Directions
In the records that follow, find each line with the word "ceiling" and copy it.

START Available data

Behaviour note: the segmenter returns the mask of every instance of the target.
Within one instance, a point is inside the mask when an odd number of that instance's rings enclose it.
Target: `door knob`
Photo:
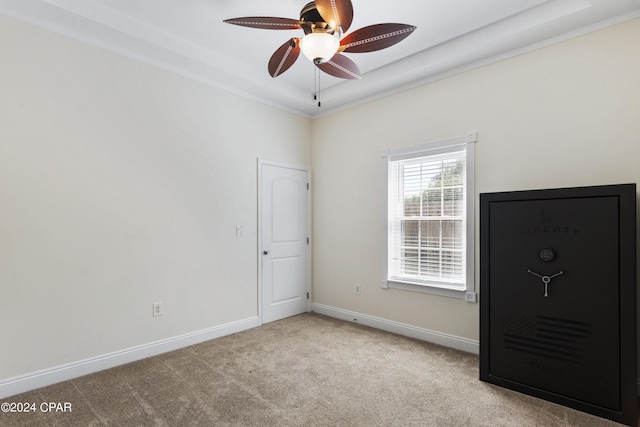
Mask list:
[[[263,251],[262,253],[265,254],[265,255],[269,255],[270,252],[271,251]]]

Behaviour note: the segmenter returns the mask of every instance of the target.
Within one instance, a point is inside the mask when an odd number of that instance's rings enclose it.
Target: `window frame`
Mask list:
[[[382,153],[382,157],[386,159],[385,177],[386,177],[386,214],[387,237],[385,239],[386,247],[384,254],[384,279],[382,287],[385,289],[399,289],[413,292],[421,292],[434,294],[458,299],[467,299],[467,301],[475,302],[475,143],[477,141],[476,132],[468,132],[464,137],[451,138],[440,141],[433,141],[426,144],[420,144],[412,147],[390,148]],[[418,282],[410,279],[399,279],[397,277],[389,277],[390,263],[390,235],[391,235],[391,218],[390,208],[391,201],[389,197],[391,191],[389,188],[391,177],[391,162],[398,160],[406,160],[417,157],[432,156],[454,151],[465,151],[466,154],[466,171],[465,171],[465,283],[464,288],[452,286],[443,282]]]

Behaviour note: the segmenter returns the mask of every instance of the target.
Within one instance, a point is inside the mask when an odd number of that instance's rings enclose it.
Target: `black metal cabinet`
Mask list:
[[[480,214],[480,379],[635,426],[635,184],[485,193]]]

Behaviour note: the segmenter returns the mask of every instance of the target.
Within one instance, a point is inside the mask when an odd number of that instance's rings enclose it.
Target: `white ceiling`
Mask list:
[[[228,18],[298,19],[307,0],[0,0],[0,13],[307,117],[415,87],[640,16],[640,0],[352,0],[347,32],[385,22],[417,27],[378,52],[347,54],[362,80],[321,73],[303,55],[272,78],[272,53],[301,30]]]

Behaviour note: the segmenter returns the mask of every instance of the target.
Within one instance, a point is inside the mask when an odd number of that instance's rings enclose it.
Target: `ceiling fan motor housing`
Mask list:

END Available data

Solution to this problem
Target: `white ceiling`
Target: `ceiling fan motor housing`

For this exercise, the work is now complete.